:: Written request A ::
List each distinct percentage figure that appears in the text on housing costs and household budgets.
:: Written request B ::
Answer these questions using the text on housing costs and household budgets:
(i) Above what share of income spent on housing is a household considered to be in housing stress?
(ii) For which month and year were the Melbourne Institute figures on Western Australians?
(iii) What must households cut back on as housing expenses outpace household income?
:: Written request C ::
Quote the text on housing costs and household budgets from "So what budges" up to and including "if not more.".

:: Excerpt provided ::

☆ ☆ ☆ ☆ ☆

Remember by 2003 we were actually spending more than we earned. Now as much as we would like it to, money doesn’t grow on trees and the average working family has probably eroded any savings by now. If house prices rise faster than household income, like has been the case for the past decade, something must budge in the household budget.
Let’s increase housing expenses. We have already decided there are some fixed expenses in our budget which will not change (not really true, both petrol (transport) and private health insurance premiums have gone up more than inflation).

So what budges in the budget? Discretionary Spending.
It simply means as housing expenses continue to outpace household income, households must cut back on discretionary spending.
Now let’s fast forward a couple more years and with rapidly rising house prices, let’s make housing costs 50% of the household budget. Now, don’t laugh. Housing stress is considered when the household spends more than 30% of income on housing expenses. Many new buyers took out 100% loans, so it’s not unreasonable for more recent purchasers to be paying this, if not more.
In a recent Melbourne Institute study, it was found in the “mining boom state”, 18% of Western Australians paid between 26% and 50% of their income in debt repayments. These figures were for March 2009, after rates have been cut by more than half, but it would be fair to say than many households have chosen to keep paying down debt at the old rate of payment.

Rising housing costs strangle discretionary spending and the broader economy
So it should now be easy to visualise the repercussions of house prices outpacing household income growth year in, year out for a decade, and why historically house prices only increase in line with inflation or wage growth in the long term. Australia is not alone. Most OECD countries were caught up in this bubble.
But why hasn’t the effects of this been felt earlier?
As house prices increased in the early part of the cycle, we saw household savings deteriorate. Temporary relief was sought by channeling money that would otherwise be spent i.e. the 10% of the household income, into housing.

☆ ☆ ☆ ☆ ☆

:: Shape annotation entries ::
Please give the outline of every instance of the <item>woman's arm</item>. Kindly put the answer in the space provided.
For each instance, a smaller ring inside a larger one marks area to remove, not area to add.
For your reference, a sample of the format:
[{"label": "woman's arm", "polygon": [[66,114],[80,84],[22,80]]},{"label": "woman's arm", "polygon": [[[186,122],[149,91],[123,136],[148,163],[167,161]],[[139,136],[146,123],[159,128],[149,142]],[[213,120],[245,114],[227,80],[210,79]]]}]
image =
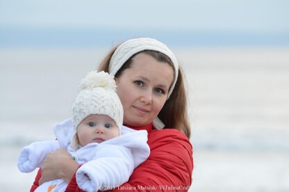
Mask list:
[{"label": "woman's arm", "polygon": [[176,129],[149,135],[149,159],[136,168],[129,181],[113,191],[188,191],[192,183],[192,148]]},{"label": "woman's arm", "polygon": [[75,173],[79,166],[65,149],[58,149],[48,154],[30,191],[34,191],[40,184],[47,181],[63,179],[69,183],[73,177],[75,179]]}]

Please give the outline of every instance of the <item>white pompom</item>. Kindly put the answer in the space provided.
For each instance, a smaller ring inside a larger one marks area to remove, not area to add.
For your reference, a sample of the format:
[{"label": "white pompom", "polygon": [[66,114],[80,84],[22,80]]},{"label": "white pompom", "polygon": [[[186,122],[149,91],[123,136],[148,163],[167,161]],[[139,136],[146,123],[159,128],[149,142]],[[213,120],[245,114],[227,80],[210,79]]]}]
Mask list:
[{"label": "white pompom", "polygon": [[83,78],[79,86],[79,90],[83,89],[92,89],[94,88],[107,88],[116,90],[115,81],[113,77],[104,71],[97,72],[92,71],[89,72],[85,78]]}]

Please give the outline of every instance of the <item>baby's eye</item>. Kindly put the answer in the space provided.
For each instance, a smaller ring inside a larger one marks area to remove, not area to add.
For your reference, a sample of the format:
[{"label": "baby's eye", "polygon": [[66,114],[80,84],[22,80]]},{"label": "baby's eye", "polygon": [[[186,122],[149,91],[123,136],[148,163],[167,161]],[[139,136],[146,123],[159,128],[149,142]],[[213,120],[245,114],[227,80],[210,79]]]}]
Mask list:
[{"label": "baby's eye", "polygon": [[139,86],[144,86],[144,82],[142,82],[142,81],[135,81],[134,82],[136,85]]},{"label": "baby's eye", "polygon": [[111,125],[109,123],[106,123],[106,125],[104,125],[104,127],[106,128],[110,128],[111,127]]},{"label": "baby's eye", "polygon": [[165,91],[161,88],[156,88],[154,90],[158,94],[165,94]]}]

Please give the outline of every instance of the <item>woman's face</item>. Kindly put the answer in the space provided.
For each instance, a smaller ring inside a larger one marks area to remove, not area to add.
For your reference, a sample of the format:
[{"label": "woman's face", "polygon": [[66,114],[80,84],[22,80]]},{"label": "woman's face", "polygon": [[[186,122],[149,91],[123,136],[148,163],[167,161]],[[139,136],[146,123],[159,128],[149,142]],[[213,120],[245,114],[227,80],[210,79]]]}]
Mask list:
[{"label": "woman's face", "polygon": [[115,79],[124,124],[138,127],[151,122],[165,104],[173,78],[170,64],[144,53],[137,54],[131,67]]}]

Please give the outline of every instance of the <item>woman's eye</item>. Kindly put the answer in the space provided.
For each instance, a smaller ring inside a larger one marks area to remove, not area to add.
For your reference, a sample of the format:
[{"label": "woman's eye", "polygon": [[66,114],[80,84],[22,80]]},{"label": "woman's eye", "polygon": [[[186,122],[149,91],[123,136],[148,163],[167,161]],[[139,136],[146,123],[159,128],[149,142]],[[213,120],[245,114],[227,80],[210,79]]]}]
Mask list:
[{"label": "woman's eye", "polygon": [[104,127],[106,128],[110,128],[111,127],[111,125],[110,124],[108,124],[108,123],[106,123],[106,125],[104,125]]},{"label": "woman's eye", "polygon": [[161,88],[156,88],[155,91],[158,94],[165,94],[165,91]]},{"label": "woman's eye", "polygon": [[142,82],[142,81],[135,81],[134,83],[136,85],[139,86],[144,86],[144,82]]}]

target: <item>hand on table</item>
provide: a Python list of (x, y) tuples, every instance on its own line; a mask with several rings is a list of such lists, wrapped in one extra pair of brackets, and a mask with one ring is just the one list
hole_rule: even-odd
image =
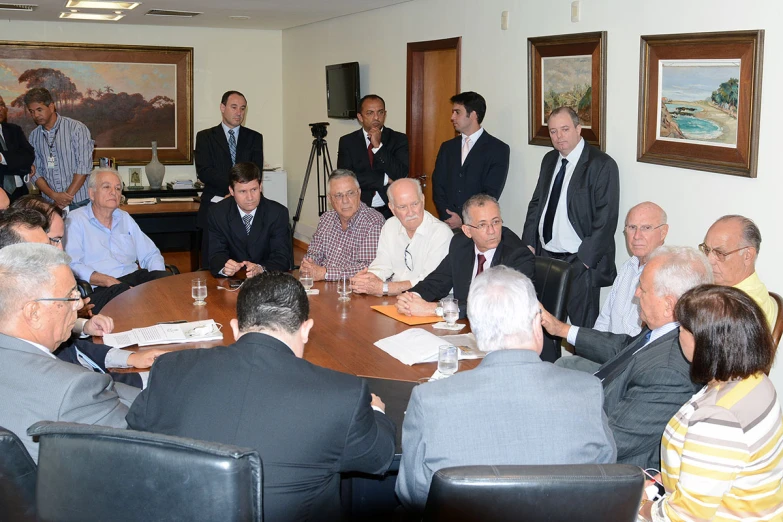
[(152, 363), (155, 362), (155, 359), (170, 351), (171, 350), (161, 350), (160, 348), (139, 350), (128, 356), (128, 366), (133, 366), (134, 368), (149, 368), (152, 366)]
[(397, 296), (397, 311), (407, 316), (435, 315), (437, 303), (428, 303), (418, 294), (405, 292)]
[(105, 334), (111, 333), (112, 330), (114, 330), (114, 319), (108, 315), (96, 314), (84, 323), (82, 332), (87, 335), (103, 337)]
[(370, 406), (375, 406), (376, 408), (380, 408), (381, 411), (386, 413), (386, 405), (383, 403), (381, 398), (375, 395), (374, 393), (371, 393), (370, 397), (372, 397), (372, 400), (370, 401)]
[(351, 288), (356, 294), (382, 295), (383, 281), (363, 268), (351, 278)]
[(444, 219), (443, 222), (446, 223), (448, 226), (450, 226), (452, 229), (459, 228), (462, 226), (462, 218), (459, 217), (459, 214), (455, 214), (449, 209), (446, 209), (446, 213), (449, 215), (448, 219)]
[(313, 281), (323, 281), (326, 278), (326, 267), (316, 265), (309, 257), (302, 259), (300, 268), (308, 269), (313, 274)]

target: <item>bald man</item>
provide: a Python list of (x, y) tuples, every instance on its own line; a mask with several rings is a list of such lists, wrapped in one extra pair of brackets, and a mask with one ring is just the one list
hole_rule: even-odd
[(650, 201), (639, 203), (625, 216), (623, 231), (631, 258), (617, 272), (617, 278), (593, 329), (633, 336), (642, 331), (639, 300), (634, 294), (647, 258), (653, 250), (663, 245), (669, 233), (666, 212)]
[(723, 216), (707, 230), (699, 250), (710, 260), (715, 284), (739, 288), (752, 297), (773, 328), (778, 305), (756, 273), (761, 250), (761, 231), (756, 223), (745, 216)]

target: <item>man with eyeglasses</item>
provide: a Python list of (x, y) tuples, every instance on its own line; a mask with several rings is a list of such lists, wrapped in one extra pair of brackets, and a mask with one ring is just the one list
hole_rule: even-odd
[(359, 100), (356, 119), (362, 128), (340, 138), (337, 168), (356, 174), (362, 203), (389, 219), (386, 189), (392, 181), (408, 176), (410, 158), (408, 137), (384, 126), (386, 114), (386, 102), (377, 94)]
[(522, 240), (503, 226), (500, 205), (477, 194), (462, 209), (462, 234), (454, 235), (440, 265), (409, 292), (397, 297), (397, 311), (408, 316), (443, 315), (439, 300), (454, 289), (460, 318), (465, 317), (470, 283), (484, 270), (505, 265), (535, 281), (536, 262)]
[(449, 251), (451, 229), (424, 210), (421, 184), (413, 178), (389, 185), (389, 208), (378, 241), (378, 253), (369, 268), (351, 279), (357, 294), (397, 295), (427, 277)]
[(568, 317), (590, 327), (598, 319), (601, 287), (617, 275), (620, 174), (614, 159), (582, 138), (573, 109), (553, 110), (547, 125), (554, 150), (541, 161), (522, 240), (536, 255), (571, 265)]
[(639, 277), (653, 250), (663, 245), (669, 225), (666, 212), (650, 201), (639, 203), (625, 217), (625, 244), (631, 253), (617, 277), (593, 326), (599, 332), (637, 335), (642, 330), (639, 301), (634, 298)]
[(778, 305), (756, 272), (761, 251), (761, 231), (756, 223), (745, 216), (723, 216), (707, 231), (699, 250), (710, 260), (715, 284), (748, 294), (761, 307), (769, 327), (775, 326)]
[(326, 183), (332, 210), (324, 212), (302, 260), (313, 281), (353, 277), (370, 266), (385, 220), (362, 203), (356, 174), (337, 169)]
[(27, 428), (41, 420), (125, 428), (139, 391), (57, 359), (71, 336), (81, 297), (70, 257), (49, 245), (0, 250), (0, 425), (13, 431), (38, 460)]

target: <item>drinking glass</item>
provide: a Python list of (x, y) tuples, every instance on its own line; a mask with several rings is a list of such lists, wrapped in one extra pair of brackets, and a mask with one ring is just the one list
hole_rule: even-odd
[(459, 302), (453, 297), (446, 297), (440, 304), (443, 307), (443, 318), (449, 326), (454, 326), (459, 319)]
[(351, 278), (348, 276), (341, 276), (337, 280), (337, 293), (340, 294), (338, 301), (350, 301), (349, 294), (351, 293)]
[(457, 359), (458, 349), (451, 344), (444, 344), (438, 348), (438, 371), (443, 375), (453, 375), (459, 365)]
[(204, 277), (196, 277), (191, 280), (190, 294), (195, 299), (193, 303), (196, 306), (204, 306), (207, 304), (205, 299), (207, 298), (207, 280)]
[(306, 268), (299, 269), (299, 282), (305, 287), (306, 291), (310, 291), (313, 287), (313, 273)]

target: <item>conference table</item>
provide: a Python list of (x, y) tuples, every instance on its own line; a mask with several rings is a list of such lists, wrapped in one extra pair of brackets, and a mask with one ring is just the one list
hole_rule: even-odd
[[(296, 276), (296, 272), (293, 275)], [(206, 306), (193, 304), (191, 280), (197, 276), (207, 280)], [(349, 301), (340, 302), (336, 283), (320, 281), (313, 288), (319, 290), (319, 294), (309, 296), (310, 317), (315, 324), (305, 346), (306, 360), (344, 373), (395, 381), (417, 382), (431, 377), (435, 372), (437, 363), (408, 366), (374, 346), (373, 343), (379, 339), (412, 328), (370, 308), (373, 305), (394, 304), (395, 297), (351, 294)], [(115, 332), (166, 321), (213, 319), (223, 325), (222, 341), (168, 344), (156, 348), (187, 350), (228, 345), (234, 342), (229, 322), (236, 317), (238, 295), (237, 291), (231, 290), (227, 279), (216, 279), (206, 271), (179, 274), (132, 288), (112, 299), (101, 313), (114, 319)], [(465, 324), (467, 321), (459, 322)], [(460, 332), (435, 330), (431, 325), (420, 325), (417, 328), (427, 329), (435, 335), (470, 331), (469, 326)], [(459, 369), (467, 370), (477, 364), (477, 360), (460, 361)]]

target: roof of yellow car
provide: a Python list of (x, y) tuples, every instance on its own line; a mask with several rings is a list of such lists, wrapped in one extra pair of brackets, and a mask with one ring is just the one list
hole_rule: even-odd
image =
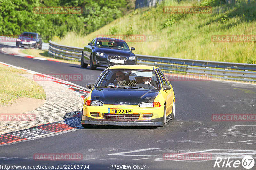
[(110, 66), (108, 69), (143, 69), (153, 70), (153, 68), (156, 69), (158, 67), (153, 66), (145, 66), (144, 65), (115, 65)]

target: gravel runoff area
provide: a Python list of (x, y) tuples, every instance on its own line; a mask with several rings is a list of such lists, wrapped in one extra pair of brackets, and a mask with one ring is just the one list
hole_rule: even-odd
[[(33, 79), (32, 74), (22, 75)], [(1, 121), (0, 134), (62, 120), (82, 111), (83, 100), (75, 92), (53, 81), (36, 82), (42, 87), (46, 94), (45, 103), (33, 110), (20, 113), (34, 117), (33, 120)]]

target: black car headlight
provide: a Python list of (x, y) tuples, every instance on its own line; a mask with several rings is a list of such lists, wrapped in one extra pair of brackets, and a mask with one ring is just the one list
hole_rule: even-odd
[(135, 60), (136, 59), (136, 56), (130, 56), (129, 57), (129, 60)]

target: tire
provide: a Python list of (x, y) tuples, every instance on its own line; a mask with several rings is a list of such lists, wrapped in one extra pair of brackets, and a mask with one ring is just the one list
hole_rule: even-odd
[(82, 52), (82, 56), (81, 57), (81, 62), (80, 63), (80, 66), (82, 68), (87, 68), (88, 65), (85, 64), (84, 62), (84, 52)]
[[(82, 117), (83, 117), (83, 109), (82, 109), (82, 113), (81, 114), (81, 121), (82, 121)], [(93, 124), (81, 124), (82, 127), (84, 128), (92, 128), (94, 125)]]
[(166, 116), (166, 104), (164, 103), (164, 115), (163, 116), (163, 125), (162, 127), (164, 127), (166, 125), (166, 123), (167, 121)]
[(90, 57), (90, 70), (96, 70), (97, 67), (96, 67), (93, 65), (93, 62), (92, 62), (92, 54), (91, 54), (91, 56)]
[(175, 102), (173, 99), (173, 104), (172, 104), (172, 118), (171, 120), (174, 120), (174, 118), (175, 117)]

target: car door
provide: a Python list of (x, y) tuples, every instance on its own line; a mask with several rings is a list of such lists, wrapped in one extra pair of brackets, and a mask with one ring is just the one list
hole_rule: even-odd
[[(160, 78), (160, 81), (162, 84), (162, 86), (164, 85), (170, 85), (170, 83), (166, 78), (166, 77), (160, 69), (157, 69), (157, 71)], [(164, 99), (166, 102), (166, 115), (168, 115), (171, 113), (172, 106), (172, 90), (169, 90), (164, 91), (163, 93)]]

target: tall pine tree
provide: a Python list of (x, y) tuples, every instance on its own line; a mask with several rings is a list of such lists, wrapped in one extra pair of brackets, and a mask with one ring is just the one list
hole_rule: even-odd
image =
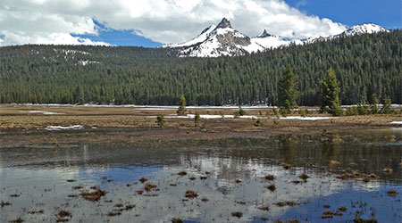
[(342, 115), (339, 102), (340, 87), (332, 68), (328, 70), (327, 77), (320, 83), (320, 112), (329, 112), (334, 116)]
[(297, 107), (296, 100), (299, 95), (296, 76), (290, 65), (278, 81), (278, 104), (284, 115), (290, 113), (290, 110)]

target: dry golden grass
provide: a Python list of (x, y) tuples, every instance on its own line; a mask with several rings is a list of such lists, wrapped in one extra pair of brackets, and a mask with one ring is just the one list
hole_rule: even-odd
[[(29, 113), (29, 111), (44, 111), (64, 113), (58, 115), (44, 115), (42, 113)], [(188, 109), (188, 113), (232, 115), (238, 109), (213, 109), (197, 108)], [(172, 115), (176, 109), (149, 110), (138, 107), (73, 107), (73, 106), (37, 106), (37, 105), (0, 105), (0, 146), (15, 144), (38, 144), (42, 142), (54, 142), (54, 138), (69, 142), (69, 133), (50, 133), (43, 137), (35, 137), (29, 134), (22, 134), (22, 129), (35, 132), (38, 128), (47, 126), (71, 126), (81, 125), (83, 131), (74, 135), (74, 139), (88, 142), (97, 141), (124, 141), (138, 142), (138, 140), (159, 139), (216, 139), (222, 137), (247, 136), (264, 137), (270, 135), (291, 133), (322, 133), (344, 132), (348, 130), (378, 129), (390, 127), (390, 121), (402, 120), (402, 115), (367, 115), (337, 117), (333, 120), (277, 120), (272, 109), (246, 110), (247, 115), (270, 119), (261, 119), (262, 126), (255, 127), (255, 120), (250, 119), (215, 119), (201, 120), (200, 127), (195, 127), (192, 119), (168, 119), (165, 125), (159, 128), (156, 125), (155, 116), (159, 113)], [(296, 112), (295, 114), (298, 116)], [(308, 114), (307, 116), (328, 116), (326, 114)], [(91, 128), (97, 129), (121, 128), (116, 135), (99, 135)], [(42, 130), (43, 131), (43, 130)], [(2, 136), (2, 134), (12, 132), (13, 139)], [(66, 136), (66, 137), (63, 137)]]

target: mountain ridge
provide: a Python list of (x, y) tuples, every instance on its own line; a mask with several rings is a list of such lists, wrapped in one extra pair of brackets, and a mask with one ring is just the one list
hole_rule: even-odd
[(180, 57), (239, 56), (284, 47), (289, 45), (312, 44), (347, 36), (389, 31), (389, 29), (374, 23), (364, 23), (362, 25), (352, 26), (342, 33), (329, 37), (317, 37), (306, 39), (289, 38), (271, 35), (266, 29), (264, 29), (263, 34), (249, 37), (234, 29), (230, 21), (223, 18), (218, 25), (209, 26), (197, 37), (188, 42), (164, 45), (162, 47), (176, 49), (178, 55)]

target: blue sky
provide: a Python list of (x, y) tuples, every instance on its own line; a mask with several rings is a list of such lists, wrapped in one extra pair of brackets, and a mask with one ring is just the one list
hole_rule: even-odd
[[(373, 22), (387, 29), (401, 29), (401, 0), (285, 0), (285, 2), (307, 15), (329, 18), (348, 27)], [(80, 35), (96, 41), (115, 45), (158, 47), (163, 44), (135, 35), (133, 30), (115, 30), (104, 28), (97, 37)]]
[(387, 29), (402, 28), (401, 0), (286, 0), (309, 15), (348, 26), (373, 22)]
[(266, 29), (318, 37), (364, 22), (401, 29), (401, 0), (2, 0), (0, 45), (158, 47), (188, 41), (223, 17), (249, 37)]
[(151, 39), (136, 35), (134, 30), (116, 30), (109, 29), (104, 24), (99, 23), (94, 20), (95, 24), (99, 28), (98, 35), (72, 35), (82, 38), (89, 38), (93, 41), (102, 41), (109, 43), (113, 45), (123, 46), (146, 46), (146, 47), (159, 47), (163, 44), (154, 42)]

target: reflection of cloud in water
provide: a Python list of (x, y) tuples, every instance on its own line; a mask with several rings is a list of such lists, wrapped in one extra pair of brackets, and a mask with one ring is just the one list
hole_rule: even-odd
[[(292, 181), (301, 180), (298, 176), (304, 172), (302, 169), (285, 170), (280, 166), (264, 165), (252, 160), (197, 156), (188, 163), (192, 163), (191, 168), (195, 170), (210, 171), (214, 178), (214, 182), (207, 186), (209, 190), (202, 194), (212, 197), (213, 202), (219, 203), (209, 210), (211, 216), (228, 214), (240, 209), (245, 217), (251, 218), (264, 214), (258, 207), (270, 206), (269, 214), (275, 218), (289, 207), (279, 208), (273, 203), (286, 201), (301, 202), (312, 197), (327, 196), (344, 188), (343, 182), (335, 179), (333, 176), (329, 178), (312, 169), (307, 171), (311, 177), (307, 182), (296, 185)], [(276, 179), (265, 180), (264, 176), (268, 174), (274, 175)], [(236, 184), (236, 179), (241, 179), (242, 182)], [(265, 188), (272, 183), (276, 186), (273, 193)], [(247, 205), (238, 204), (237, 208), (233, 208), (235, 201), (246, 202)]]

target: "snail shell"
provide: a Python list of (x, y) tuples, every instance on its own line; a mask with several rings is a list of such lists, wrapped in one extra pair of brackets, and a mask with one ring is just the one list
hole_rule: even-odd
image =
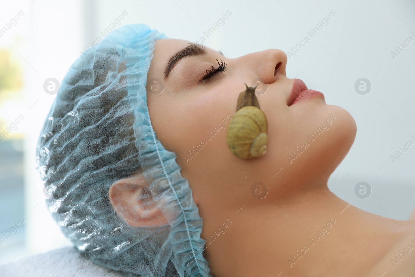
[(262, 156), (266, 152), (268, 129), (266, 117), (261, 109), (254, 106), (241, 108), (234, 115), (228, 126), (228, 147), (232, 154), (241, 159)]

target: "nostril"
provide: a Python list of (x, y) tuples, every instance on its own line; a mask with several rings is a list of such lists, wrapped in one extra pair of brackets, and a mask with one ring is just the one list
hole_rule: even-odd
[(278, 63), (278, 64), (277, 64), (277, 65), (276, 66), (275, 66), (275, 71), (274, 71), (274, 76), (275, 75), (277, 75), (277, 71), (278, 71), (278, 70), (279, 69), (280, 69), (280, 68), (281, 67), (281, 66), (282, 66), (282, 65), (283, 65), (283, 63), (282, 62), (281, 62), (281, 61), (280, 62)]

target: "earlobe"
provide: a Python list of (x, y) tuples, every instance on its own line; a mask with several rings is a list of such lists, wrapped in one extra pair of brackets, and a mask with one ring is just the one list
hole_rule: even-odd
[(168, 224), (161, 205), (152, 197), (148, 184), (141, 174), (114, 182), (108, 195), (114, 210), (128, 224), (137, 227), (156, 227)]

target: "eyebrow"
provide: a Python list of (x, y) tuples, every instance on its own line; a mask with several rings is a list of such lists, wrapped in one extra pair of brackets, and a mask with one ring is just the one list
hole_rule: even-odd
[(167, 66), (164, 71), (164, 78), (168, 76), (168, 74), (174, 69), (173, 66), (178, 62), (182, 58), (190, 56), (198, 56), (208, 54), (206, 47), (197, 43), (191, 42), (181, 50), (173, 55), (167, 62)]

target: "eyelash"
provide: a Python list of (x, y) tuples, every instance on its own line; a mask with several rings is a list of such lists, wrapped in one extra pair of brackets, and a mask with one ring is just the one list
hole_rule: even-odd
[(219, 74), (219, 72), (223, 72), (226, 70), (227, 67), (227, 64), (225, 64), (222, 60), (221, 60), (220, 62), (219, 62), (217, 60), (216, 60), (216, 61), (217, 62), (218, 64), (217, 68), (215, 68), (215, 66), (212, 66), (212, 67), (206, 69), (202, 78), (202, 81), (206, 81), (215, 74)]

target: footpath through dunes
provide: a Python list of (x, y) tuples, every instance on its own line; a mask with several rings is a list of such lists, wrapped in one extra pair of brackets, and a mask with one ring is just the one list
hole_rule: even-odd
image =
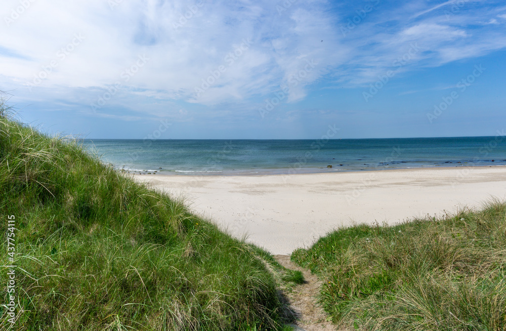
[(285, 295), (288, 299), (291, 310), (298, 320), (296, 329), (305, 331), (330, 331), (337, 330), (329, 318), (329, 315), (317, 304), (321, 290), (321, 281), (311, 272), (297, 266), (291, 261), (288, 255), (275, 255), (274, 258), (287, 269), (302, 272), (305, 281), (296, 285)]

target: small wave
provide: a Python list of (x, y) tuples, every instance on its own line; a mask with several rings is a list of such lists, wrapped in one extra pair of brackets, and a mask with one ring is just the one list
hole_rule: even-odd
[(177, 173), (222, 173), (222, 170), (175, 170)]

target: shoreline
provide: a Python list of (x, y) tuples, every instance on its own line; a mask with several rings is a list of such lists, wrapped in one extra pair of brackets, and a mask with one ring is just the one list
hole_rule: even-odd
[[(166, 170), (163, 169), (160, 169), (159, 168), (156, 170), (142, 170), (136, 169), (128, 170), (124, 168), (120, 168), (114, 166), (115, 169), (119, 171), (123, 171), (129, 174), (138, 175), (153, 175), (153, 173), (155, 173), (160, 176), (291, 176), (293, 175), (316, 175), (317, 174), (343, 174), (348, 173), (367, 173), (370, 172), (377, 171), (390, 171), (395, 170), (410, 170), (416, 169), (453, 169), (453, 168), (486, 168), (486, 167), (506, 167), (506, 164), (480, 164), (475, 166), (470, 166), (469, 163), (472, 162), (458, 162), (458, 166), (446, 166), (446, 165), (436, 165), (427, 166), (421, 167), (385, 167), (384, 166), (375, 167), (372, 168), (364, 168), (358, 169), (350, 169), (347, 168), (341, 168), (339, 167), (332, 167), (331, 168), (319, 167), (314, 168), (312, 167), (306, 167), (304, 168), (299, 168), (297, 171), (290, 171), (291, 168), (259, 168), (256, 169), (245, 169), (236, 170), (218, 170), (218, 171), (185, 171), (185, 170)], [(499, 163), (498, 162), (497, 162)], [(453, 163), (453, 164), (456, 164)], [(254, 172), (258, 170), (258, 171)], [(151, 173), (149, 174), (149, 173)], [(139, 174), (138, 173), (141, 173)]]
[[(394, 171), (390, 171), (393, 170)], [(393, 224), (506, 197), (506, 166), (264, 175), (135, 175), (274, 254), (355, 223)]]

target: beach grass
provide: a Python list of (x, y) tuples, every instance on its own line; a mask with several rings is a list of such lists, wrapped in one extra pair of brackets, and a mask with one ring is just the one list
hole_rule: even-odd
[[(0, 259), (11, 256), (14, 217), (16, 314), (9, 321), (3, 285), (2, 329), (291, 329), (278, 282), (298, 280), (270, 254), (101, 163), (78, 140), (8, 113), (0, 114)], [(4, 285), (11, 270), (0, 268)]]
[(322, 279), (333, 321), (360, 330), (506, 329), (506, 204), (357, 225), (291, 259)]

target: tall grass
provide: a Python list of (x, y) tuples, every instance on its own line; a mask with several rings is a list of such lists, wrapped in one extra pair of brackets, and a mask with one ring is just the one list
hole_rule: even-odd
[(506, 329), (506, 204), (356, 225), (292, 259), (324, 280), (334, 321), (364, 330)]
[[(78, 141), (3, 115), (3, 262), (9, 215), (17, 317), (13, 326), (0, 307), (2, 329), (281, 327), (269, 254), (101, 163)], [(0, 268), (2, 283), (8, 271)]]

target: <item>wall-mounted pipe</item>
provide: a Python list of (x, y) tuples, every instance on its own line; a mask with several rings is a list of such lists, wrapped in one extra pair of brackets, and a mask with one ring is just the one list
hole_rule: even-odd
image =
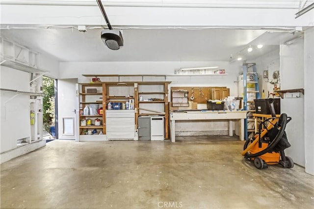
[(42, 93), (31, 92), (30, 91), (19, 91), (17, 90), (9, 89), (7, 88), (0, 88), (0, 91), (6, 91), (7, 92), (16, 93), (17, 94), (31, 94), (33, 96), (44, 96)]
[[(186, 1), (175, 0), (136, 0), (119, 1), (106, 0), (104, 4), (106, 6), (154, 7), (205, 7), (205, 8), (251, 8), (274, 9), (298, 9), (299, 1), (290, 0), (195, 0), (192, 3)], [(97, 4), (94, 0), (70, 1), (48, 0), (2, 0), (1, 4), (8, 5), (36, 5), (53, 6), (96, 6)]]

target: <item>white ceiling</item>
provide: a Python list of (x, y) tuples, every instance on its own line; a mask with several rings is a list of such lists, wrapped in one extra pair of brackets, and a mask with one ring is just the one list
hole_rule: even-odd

☆ ☆ ☆ ☆ ☆

:: Expected answer A ::
50%, 30%, 100%, 18%, 26%, 10%

:: Expected answer B ::
(i) More than 30%.
(ii) March 2009.
(iii) Discretionary spending.

:: Expected answer C ::
So what budges in the budget? Discretionary Spending.
It simply means as housing expenses continue to outpace household income, households must cut back on discretionary spending.
Now let’s fast forward a couple more years and with rapidly rising house prices, let’s make housing costs 50% of the household budget. Now, don’t laugh. Housing stress is considered when the household spends more than 30% of income on housing expenses. Many new buyers took out 100% loans, so it’s not unreasonable for more recent purchasers to be paying this, if not more.